--- Text to read ---
So I’m not sure I’m going to give him the book that came along with it. He may have a stroke.
The Pocket Guide to Mischief was written by a junior high school teacher, a revelation that should surprise no one, as the book is filled with anecdotes and snappy comebacks that an eleven year old would most certainly run around and use on all who have the misfortune of crossing his path.
I am married to a mischief-maker myself, by the way, a man who repaid an office debt of twenty dollars by sending his nemesis a quarter every day through inter-office mail. A man who took all the pencils of the same (very short) nemesis and stuck them in the porous office ceiling so they tauntingly hovered over his head all day. A man who, when in the army, surreptitiously booby-trapped a training area that his COs had already booby-trapped, causing his superior officers to set off all kinds of unexpected, startling explosions. So I consider myself a bit of a connoisseur.
This is a book for beginning mischief makers, and true to his junior high school teacher roots, King has to first urge his readers not to get carried away and do stupid things, like hurt someone or themselves.

--- Goal of the exercise ---
Please reproduce, word for word, the stretch of the passage about the mischief guide from "I am married" through "of a connoisseur.". The records are unrelated to the passage about the mischief guide.

--- Entries ---
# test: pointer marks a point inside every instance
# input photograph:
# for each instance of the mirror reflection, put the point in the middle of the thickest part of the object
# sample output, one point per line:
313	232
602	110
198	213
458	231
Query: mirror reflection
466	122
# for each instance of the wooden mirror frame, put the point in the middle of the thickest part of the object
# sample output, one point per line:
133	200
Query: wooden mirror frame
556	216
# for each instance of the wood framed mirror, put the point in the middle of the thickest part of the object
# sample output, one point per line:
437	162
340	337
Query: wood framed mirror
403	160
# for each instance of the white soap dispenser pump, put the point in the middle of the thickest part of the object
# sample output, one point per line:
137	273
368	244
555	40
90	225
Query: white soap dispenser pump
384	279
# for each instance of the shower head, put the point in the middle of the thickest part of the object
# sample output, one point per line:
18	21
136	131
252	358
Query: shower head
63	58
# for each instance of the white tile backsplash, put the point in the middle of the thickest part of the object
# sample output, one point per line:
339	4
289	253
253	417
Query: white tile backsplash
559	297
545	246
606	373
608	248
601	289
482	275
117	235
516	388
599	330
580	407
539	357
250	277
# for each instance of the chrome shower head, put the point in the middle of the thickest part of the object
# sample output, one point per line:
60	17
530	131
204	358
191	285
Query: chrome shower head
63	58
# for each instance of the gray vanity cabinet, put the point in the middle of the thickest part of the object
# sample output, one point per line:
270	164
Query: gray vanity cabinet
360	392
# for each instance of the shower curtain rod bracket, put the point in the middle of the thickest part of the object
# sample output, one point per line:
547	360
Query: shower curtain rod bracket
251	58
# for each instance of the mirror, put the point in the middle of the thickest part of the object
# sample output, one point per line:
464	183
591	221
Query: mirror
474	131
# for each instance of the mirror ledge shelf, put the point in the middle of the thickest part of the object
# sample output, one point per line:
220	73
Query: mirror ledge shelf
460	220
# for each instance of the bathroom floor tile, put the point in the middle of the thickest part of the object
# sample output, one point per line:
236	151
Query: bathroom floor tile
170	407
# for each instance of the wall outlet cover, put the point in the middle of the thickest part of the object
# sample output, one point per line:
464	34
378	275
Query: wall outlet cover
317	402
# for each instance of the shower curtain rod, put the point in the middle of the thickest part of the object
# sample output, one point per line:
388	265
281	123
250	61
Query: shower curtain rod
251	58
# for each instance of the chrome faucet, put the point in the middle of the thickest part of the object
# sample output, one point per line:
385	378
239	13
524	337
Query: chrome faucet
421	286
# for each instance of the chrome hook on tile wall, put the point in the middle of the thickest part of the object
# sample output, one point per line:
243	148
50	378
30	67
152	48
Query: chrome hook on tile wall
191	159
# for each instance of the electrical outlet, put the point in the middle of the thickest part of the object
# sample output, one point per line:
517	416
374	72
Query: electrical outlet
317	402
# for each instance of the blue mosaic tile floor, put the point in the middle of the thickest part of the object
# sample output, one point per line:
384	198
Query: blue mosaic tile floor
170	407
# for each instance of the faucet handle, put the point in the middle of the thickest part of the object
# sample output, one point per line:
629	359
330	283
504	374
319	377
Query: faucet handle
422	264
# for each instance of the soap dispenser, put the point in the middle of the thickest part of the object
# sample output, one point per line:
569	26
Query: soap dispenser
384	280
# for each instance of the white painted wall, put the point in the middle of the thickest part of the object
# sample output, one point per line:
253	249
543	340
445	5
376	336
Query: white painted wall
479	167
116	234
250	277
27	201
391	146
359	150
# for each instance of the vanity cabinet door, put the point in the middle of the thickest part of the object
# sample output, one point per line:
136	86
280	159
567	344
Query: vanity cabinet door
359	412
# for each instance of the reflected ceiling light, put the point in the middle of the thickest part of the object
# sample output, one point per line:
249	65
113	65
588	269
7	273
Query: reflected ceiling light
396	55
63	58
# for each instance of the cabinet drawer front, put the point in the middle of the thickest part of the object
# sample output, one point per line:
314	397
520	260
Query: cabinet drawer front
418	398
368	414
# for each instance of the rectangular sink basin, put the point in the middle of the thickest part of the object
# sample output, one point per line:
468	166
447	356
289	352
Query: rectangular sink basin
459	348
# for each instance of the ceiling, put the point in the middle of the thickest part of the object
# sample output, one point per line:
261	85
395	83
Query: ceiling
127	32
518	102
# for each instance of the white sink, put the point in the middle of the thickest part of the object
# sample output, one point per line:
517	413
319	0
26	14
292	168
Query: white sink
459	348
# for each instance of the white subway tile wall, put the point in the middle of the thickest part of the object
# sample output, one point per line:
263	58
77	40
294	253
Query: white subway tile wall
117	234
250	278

--- Written solution ---
I am married to a mischief-maker myself, by the way, a man who repaid an office debt of twenty dollars by sending his nemesis a quarter every day through inter-office mail. A man who took all the pencils of the same (very short) nemesis and stuck them in the porous office ceiling so they tauntingly hovered over his head all day. A man who, when in the army, surreptitiously booby-trapped a training area that his COs had already booby-trapped, causing his superior officers to set off all kinds of unexpected, startling explosions. So I consider myself a bit of a connoisseur.